-- Opening Marker --
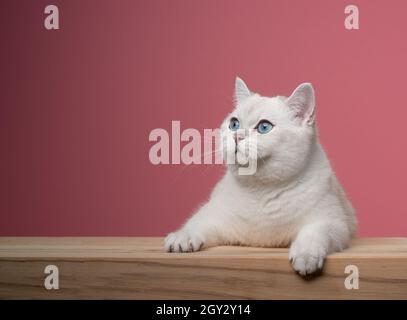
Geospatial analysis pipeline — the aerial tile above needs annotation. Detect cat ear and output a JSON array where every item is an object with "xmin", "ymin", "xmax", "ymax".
[
  {"xmin": 286, "ymin": 83, "xmax": 316, "ymax": 125},
  {"xmin": 235, "ymin": 77, "xmax": 251, "ymax": 103}
]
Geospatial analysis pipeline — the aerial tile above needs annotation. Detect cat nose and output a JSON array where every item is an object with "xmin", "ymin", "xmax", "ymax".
[{"xmin": 234, "ymin": 132, "xmax": 245, "ymax": 142}]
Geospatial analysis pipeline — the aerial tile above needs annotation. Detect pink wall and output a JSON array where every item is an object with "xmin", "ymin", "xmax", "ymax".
[{"xmin": 1, "ymin": 0, "xmax": 406, "ymax": 237}]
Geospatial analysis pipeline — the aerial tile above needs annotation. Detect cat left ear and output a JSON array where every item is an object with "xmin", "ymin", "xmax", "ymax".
[
  {"xmin": 286, "ymin": 83, "xmax": 316, "ymax": 125},
  {"xmin": 235, "ymin": 77, "xmax": 251, "ymax": 104}
]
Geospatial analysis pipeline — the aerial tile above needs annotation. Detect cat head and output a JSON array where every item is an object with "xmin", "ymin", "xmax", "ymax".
[{"xmin": 220, "ymin": 77, "xmax": 317, "ymax": 182}]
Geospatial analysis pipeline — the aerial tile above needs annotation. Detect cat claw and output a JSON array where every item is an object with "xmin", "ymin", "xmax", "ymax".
[{"xmin": 164, "ymin": 230, "xmax": 204, "ymax": 253}]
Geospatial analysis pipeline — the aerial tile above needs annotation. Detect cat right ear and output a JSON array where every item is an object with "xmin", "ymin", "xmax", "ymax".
[
  {"xmin": 235, "ymin": 77, "xmax": 251, "ymax": 103},
  {"xmin": 286, "ymin": 83, "xmax": 316, "ymax": 126}
]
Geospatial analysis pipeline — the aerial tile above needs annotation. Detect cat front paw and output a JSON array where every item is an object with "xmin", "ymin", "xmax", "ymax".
[
  {"xmin": 164, "ymin": 230, "xmax": 204, "ymax": 253},
  {"xmin": 288, "ymin": 242, "xmax": 326, "ymax": 276}
]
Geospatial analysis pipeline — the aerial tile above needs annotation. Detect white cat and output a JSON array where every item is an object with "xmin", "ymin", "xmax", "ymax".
[{"xmin": 165, "ymin": 77, "xmax": 357, "ymax": 276}]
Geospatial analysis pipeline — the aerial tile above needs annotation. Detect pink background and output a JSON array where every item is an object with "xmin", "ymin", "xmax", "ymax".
[{"xmin": 1, "ymin": 0, "xmax": 406, "ymax": 237}]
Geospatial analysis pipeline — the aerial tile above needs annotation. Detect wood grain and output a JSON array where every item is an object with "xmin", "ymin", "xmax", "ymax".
[{"xmin": 0, "ymin": 237, "xmax": 406, "ymax": 299}]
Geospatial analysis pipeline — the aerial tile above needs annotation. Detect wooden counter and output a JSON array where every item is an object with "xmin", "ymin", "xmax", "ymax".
[{"xmin": 0, "ymin": 237, "xmax": 406, "ymax": 299}]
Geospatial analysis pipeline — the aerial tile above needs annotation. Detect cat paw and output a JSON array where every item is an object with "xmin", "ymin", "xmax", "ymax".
[
  {"xmin": 288, "ymin": 242, "xmax": 326, "ymax": 276},
  {"xmin": 164, "ymin": 230, "xmax": 204, "ymax": 253}
]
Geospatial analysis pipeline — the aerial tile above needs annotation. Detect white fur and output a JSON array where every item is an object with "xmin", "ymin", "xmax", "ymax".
[{"xmin": 165, "ymin": 78, "xmax": 357, "ymax": 276}]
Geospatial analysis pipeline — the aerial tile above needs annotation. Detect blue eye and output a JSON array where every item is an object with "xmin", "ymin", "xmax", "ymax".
[
  {"xmin": 229, "ymin": 117, "xmax": 240, "ymax": 131},
  {"xmin": 257, "ymin": 120, "xmax": 274, "ymax": 134}
]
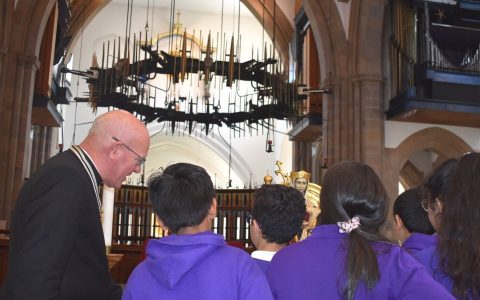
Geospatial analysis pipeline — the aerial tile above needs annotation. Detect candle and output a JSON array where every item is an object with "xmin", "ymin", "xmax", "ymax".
[
  {"xmin": 138, "ymin": 215, "xmax": 142, "ymax": 237},
  {"xmin": 127, "ymin": 213, "xmax": 133, "ymax": 245},
  {"xmin": 223, "ymin": 216, "xmax": 227, "ymax": 239},
  {"xmin": 236, "ymin": 216, "xmax": 240, "ymax": 239},
  {"xmin": 213, "ymin": 217, "xmax": 218, "ymax": 233},
  {"xmin": 118, "ymin": 212, "xmax": 122, "ymax": 236},
  {"xmin": 102, "ymin": 185, "xmax": 115, "ymax": 248},
  {"xmin": 150, "ymin": 212, "xmax": 155, "ymax": 237}
]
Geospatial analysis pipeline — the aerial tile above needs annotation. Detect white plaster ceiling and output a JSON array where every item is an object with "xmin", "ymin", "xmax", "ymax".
[{"xmin": 111, "ymin": 0, "xmax": 253, "ymax": 16}]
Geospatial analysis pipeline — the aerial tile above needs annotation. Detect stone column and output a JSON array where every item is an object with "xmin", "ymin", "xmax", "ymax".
[
  {"xmin": 350, "ymin": 75, "xmax": 385, "ymax": 176},
  {"xmin": 0, "ymin": 51, "xmax": 40, "ymax": 223}
]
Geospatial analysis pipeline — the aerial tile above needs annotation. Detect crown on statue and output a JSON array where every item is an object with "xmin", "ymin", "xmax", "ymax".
[{"xmin": 290, "ymin": 170, "xmax": 311, "ymax": 182}]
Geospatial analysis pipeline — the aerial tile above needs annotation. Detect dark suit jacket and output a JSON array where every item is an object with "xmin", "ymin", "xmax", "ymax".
[{"xmin": 1, "ymin": 149, "xmax": 121, "ymax": 300}]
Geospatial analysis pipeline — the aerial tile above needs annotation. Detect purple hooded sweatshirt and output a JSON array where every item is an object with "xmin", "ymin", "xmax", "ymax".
[
  {"xmin": 122, "ymin": 231, "xmax": 273, "ymax": 300},
  {"xmin": 402, "ymin": 232, "xmax": 437, "ymax": 255},
  {"xmin": 266, "ymin": 225, "xmax": 455, "ymax": 300}
]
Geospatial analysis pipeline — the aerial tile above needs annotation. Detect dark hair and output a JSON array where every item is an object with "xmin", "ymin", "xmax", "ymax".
[
  {"xmin": 318, "ymin": 161, "xmax": 389, "ymax": 300},
  {"xmin": 252, "ymin": 184, "xmax": 306, "ymax": 244},
  {"xmin": 439, "ymin": 152, "xmax": 480, "ymax": 299},
  {"xmin": 393, "ymin": 188, "xmax": 434, "ymax": 234},
  {"xmin": 423, "ymin": 159, "xmax": 458, "ymax": 208},
  {"xmin": 147, "ymin": 163, "xmax": 215, "ymax": 233}
]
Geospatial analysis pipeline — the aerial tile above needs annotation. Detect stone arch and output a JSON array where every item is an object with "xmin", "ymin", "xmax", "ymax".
[
  {"xmin": 349, "ymin": 0, "xmax": 387, "ymax": 77},
  {"xmin": 381, "ymin": 126, "xmax": 471, "ymax": 238},
  {"xmin": 13, "ymin": 0, "xmax": 56, "ymax": 56},
  {"xmin": 395, "ymin": 127, "xmax": 471, "ymax": 168},
  {"xmin": 148, "ymin": 125, "xmax": 253, "ymax": 184},
  {"xmin": 399, "ymin": 160, "xmax": 423, "ymax": 190},
  {"xmin": 303, "ymin": 0, "xmax": 348, "ymax": 82},
  {"xmin": 384, "ymin": 127, "xmax": 472, "ymax": 199},
  {"xmin": 240, "ymin": 0, "xmax": 293, "ymax": 63}
]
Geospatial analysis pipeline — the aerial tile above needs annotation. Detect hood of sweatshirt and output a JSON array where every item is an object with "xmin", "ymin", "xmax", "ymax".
[{"xmin": 145, "ymin": 231, "xmax": 226, "ymax": 289}]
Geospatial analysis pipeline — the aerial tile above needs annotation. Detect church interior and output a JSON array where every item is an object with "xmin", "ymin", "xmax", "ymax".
[{"xmin": 1, "ymin": 0, "xmax": 479, "ymax": 284}]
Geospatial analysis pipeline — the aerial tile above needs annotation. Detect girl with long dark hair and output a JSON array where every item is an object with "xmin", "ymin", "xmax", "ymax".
[
  {"xmin": 266, "ymin": 161, "xmax": 453, "ymax": 299},
  {"xmin": 417, "ymin": 153, "xmax": 480, "ymax": 299}
]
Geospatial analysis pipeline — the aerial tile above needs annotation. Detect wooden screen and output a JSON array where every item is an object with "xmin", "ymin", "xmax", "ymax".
[{"xmin": 110, "ymin": 185, "xmax": 254, "ymax": 247}]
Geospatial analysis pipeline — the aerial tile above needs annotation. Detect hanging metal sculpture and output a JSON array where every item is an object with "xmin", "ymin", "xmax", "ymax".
[{"xmin": 61, "ymin": 2, "xmax": 307, "ymax": 142}]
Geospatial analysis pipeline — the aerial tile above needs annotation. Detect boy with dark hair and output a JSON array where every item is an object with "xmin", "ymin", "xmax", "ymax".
[
  {"xmin": 122, "ymin": 163, "xmax": 273, "ymax": 300},
  {"xmin": 250, "ymin": 184, "xmax": 306, "ymax": 273},
  {"xmin": 392, "ymin": 188, "xmax": 436, "ymax": 254}
]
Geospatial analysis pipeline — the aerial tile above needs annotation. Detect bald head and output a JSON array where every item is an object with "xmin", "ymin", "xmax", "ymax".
[
  {"xmin": 86, "ymin": 110, "xmax": 148, "ymax": 145},
  {"xmin": 80, "ymin": 110, "xmax": 150, "ymax": 188}
]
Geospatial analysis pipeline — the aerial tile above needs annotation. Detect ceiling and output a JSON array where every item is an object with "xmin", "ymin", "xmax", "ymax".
[{"xmin": 110, "ymin": 0, "xmax": 254, "ymax": 16}]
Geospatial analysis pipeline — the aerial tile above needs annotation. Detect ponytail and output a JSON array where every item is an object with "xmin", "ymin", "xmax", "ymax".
[{"xmin": 344, "ymin": 231, "xmax": 380, "ymax": 300}]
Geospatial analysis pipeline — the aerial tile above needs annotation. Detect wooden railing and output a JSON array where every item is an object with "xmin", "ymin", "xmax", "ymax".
[
  {"xmin": 110, "ymin": 185, "xmax": 255, "ymax": 248},
  {"xmin": 108, "ymin": 186, "xmax": 255, "ymax": 282}
]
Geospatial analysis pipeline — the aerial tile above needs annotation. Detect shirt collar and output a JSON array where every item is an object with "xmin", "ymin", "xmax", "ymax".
[{"xmin": 251, "ymin": 250, "xmax": 276, "ymax": 262}]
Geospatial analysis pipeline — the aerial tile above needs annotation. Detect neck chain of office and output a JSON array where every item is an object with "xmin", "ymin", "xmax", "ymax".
[{"xmin": 71, "ymin": 145, "xmax": 103, "ymax": 221}]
-- Closing Marker --
→ PROBLEM DESCRIPTION
Write down exactly the line with "annotation. Detect ponytail", then each line after it through the end of the data.

→ RESULT
Geospatial analysis pipeline — the aerial tile above needs annotation. Detect ponytail and output a JSON array where every item is an object with "xmin", "ymin", "xmax", "ymax".
[{"xmin": 344, "ymin": 231, "xmax": 380, "ymax": 300}]
Geospatial analysis pipeline — the aerial tile above needs annotation. Detect wooden railing and output a JSON array where every item is an object with "xmin", "ymin", "xmax", "ymax".
[
  {"xmin": 110, "ymin": 185, "xmax": 255, "ymax": 248},
  {"xmin": 108, "ymin": 186, "xmax": 255, "ymax": 282}
]
Geospatial analysis pipeline — the aerial tile above needs annotation. Detect shirt collar and output a JSON array where every item is an object with "xmin", "ymin", "xmax", "ymax".
[{"xmin": 251, "ymin": 250, "xmax": 276, "ymax": 262}]
Geospatial analysis pipeline — the aerial tile above needs annotation. Detect neck chain of office and output a JSON array where every item is an object with "xmin", "ymin", "xmax", "ymax".
[{"xmin": 71, "ymin": 145, "xmax": 103, "ymax": 221}]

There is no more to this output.